── The data

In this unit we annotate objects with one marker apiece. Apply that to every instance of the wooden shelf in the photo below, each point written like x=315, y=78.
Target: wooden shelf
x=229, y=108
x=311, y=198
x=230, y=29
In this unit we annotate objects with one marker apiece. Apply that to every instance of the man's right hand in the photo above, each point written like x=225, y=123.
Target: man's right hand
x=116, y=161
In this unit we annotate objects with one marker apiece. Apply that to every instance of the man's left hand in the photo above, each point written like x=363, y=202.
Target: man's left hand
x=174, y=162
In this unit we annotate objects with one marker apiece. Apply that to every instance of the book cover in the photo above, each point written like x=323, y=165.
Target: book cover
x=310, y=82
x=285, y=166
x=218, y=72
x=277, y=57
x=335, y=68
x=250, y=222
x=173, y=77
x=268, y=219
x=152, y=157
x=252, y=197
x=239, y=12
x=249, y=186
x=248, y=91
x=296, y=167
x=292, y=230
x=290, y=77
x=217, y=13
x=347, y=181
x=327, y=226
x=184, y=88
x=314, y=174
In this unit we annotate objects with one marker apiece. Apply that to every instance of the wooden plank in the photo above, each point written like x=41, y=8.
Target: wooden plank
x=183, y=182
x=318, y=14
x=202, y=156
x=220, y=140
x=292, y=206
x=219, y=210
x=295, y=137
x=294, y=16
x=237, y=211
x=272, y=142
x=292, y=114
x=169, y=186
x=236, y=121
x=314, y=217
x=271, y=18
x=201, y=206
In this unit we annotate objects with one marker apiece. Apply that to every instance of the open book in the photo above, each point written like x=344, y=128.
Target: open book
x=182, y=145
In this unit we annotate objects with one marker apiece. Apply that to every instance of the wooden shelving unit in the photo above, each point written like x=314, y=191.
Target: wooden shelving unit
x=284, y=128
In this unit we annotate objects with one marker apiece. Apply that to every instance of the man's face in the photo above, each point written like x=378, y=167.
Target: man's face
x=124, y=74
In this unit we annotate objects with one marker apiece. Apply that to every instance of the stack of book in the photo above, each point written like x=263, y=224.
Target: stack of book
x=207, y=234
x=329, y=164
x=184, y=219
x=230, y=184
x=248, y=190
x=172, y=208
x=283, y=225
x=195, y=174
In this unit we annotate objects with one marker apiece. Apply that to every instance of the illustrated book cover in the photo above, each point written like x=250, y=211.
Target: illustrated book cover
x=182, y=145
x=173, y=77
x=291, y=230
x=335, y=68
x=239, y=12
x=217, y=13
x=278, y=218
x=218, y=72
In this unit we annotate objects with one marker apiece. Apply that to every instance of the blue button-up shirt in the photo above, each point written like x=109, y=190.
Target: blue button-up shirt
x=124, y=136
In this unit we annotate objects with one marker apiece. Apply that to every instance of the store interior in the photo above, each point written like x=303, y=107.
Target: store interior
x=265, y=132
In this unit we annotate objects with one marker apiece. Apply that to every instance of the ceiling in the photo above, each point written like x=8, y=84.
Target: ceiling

────

**Objective:** Reproduce the records from their first line through the line that contains "x=230, y=29", substituting "wooden bookcase" for "wooden shelf" and leaving everything else unchanged.

**Final answer:**
In this unit we annotate objects with one marker apiece. Apply that to every instance of the wooden bookcase in the photo below, each point written like x=315, y=78.
Target: wooden bookcase
x=229, y=108
x=311, y=198
x=230, y=29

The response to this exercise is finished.